### TASK
Every entry must be set down exactly in the answer; no pictures should appear.
____________________
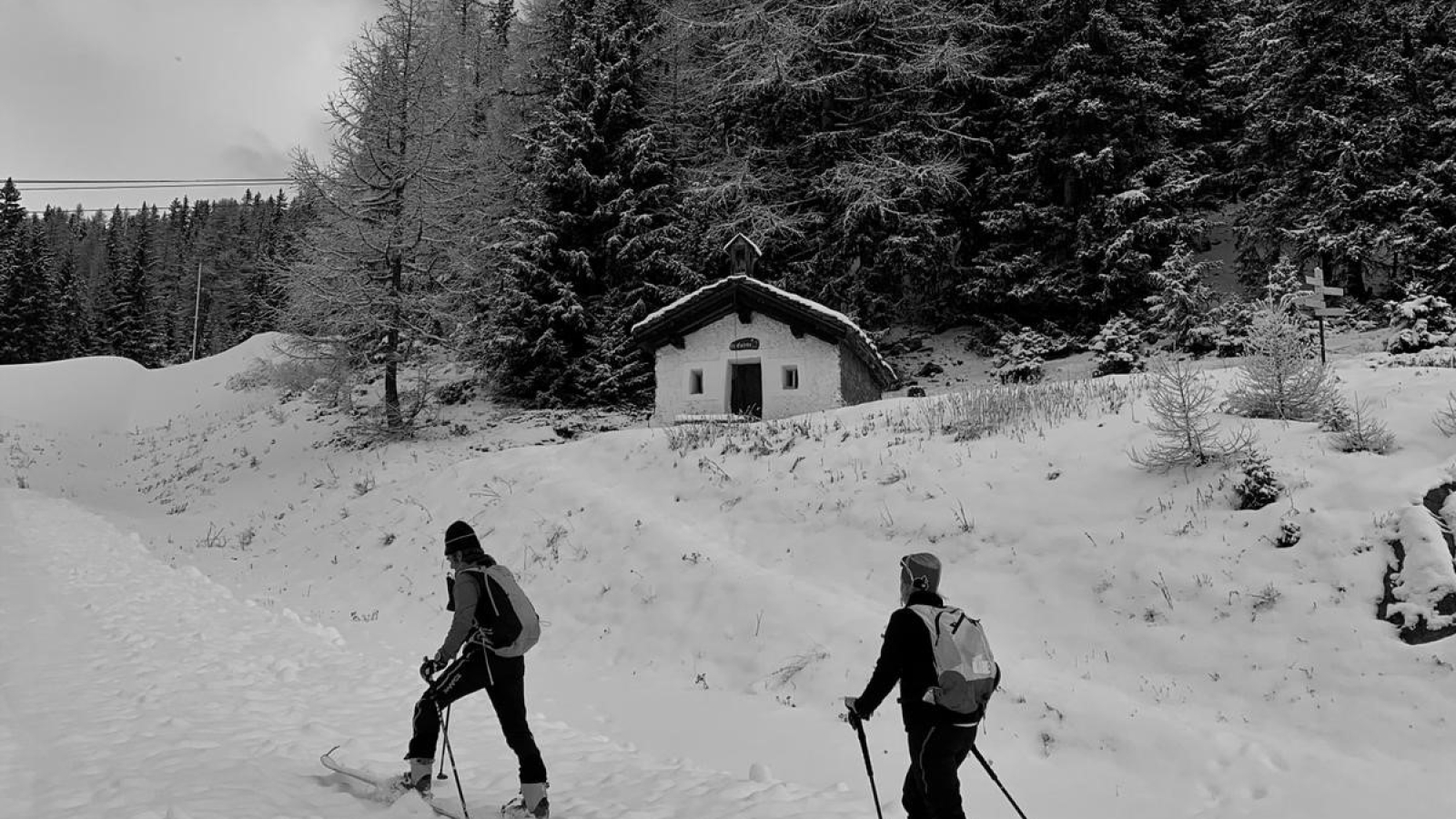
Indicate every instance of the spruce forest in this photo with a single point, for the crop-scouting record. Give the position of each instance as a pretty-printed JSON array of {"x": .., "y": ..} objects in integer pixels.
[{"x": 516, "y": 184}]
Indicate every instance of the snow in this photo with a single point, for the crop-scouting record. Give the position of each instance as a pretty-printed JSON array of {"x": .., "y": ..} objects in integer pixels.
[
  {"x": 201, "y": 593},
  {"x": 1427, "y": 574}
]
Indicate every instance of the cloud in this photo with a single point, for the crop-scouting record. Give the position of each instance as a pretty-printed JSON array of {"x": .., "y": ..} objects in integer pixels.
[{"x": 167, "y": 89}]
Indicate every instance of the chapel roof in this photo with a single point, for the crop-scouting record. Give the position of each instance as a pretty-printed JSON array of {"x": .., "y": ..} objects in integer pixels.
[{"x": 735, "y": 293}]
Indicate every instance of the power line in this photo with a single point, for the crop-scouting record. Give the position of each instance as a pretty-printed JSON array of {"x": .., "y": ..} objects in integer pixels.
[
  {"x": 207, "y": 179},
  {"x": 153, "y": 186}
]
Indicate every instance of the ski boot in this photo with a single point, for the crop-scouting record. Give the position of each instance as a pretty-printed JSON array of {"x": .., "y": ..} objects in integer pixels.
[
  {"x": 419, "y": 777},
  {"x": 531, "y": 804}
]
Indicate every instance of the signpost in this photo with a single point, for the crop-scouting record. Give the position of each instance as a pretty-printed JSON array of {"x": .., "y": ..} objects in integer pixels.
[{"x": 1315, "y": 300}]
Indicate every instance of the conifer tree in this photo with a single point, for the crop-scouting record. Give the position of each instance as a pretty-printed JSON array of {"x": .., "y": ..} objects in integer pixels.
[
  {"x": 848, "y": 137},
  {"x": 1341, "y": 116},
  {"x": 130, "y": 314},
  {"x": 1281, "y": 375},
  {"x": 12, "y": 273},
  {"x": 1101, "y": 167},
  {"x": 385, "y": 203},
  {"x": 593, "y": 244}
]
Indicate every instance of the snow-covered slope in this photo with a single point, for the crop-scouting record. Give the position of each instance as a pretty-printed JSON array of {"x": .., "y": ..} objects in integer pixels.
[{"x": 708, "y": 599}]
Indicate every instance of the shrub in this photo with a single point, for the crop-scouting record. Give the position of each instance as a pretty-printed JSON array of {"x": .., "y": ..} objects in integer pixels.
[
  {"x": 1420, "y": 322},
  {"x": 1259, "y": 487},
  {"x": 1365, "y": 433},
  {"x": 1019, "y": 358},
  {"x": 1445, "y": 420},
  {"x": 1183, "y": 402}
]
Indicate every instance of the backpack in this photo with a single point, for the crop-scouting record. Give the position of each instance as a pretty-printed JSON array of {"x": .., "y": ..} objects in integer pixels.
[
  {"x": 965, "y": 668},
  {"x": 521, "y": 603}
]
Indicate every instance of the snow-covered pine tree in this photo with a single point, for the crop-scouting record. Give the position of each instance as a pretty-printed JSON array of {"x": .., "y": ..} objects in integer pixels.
____________________
### SOLUTION
Indicate every instance of the spruce forest in this photo with a single point, for the crop-scouting record. Give the position of each instance as a pretty-printed JSON array of {"x": .., "y": ..} objects in integer pixels.
[{"x": 516, "y": 184}]
Indicate every instance of the snow in this photo with a single point, for the crop-scouting record. Give the position of each instance as a pretty-printed JSON array of {"x": .., "y": ..} objects in integer pixels.
[
  {"x": 201, "y": 593},
  {"x": 1427, "y": 574}
]
Indicate every instance of the cloud in this photo with a single point, for the crop-scouting record. Give the position of each instance as a pretty-printed JSON array of {"x": .., "y": ..} objects in integer pixels.
[{"x": 167, "y": 89}]
Indicate every instance of the chapel roof in this photo with a single point, for the crop-scouting record. Give the position of each instance as a pretty-printed JSON array of {"x": .., "y": ..} objects in integer pixels.
[{"x": 735, "y": 293}]
Indicate every instance of the power line in this photo with a single point, for the crop-scouting record. Give the position of each instance as a pretty-printed JSON array of {"x": .., "y": ..} objects in integer pixels.
[
  {"x": 207, "y": 179},
  {"x": 153, "y": 186}
]
Indicate every instance of the ski boot in this photo with a single point, for the crop-scouting record. Give the position of each instance as a pretty-printed JSON array of {"x": .., "y": ..} objects in integer pixels.
[
  {"x": 419, "y": 777},
  {"x": 531, "y": 804}
]
Indicate every instance of the signpost in this photo with a single point, for the crop-scouting record. Give the position of each instance as a pretty-printed JSON array of {"x": .., "y": ..} objects in integer pixels.
[{"x": 1315, "y": 300}]
Indicate every instance of the conifer tree in this photo with a single point, for the crop-scouting record. Give the position of each instance as a pretty-printed JSON array of {"x": .., "y": ..} objects in integer pixels.
[
  {"x": 848, "y": 137},
  {"x": 1341, "y": 116},
  {"x": 130, "y": 314},
  {"x": 1281, "y": 375},
  {"x": 12, "y": 273},
  {"x": 1101, "y": 167},
  {"x": 385, "y": 203},
  {"x": 593, "y": 244}
]
Indicate every instance of the snow-covered slope in this photo with a single point, for the crop-scouting record. Give the position of each instance as a pretty-printed JSON array of {"x": .., "y": ..} objects in integer pixels.
[{"x": 708, "y": 599}]
Indicate every instance of the shrub in this photo with a single point, for the crop-scouting record. Give the position of each instance as a pretty-printed JSON array of {"x": .., "y": ..} objects in integer pixels.
[
  {"x": 1420, "y": 322},
  {"x": 1259, "y": 487},
  {"x": 1365, "y": 433},
  {"x": 1019, "y": 358},
  {"x": 1445, "y": 420},
  {"x": 1183, "y": 402}
]
Indicate every instance of the backpack in this photo with a single point, for the crop-scouting record. Give the position of each instance as a pretty-printed JSON array of {"x": .., "y": ..} objects in integer pixels.
[
  {"x": 965, "y": 668},
  {"x": 521, "y": 603}
]
Indicate every instance of the snow-covered pine tree in this photo with a single point, for the crop-scouting record. Give the position of each instance as a pretty-printed JSON array of {"x": .., "y": ..} objects in integer pixels.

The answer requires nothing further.